[Page text]
This post is from The King's Fund Blog
Years after the memorable ‘tombstone and iceberg’ public health campaigns of the 1980s, HIV is back making headlines – but why?
Over the summer, a judicial review ruled that NHS England has the legal power to fund the use of anti-retroviral drugs (pre-exposure prophylaxis or PrEP) for HIV prevention as well as for treatment.
This issue brought into focus the fact that, since the Health and Social Care Act 2012 was implemented, responsibility for sexual health and HIV services has been divided between local authorities and the NHS.
From 1 April 2013, local authorities, rather than the NHS, commission most sexual health services, HIV prevention and support services. HIV treatment is now commissioned by NHS England as a specialist service, even though most have been integrated with sexual health services. Confusing matters further, CCGs have a role in commissioning some sexual health and HIV-related services as well as responsibility for other clinical care that people with HIV may need. This separation of commissioning responsibilities has led to a highly fragmented approach to HIV care and prevention for the estimated 100,000 people living with HIV in England.
Reviewing the whole pathway
At The King’s Fund, we have been working on a project to understand how HIV services have been affected by these NHS reforms. We have been talking to key national and local stakeholders and to people experiencing HIV treatment and care. Our review covers the whole ‘pathway’ from prevention to diagnosis, treatment and ongoing care.
In order to understand how local systems have dealt with the new commissioning arrangements, we are studying four geographical case studies from across England. We want to explore how areas are developing their own frameworks and networks around HIV prevention, treatment and support services. By doing so we hope to help inform the development of HIV services in future and share our learning from the HIV sector with the wider health and care economy.
It is striking that no-one we have spoken to thinks the current system is a ‘good place to start’. The complexities about who commissions what, where and when are particularly challenging in a time of ‘austerity’ with the NHS and local authorities facing severe financial challenges. In some cases this has led to commissioners arguing amongst themselves over their respective responsibilities – arguments that have ended up in court.
In spite of the challenges facing the sector, we have heard how HIV care and prevention services are working, and working relatively well, in a difficult environment. Our emerging findings are relevant outside the HIV sector, and can be used as a case study for some of the overarching impacts of the 2012 Act, as well as how local systems have had to adapt and respond to make things ‘work’.
In one case study site, the HIV sector has found effective new ways to come together. Organisations across the local system are putting the patient at the centre of care by moving towards a more joined-up, collaborative approach. A key enabler of this has been the development of a sexual health and HIV programme board. The board brings together commissioners from across the NHS and the local authority as well as all providers of prevention services and care/treatment services. Having everyone in the room and ‘at the table’ has enabled better collaboration across the system.
A voluntary support organisation involved with the board commented,
‘It’s about feeling that other providers and other people working in the city are colleagues and not competitors and that you’re all working to the same kind of agenda and certainly over the last few years since we’ve had this kind of structure with… the programme board, that has helped enormously. It, sort of, has given it a formal structure that has worked better that I think any of us anticipated.’
This collaborative approach has been crucial to the local system finding innovative ways of working through the financial challenges facing the NHS and local authorities:
‘It feels really collaborative, it feels like we’re all, sort of, sharing ideas and best practice and supporting each other around identifying gaps and how we are going to tackle this problem and where we are going to find the resources, and so on, and obviously that’s all under the umbrella of financial constraint… and it’s getting tougher all the time.’
This has enabled the voluntary sector, the specialist HIV clinic and the genito-urinary medicine clinic to develop a ‘triangular’ HIV screening programme. All three partners work together to deliver HIV testing in various settings and have put appropriate onward referral pathways in place.
However, it has not been an easy journey and commissioners, providers and patients continue to face the challenges of ongoing financial pressures.
Other emerging themes from our fieldwork include the failure to address prevention and a system too dependent on the goodwill of individuals to make it work. We have discussed these and other early findings with a range of stakeholders, including people living with HIV. We will continue to analyse the data from our study and will publish the findings in April 2017.

[What needs to be done]
Name the stages of the HIV "pathway" that the King's Fund blog post says its review covers.

[Supplied records]

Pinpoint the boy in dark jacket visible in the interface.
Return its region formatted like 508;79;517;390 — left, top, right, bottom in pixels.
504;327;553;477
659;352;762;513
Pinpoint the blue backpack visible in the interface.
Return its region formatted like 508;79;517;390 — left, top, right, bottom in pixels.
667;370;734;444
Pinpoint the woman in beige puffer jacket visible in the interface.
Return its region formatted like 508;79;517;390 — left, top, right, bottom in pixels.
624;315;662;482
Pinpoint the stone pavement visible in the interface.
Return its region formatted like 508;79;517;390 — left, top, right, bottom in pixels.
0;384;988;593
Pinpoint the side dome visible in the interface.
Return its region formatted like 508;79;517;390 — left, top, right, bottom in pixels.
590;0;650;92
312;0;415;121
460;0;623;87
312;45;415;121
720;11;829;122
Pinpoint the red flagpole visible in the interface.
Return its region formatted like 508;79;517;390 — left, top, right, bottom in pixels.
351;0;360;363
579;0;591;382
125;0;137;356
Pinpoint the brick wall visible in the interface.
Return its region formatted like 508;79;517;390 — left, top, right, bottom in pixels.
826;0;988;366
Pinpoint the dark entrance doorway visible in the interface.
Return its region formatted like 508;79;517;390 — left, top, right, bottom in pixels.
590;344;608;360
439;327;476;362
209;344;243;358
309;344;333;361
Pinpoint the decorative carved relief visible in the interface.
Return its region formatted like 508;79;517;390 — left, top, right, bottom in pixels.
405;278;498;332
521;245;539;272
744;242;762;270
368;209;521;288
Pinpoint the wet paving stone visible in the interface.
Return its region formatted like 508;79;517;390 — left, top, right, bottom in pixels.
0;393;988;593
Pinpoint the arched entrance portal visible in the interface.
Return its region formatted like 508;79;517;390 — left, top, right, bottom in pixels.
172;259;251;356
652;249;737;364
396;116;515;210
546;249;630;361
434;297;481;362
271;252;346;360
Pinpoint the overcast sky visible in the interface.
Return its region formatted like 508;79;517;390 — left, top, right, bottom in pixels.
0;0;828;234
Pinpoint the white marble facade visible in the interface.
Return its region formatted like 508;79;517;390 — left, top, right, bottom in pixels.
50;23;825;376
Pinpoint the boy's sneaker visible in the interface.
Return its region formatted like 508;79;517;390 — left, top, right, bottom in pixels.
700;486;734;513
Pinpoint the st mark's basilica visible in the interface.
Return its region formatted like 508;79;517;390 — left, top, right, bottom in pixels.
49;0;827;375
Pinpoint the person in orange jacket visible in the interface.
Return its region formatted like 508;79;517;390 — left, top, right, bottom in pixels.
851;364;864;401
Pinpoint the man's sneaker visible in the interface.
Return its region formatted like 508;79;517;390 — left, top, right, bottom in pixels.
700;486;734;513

[Response below]
Prevention, diagnosis, treatment, and ongoing care.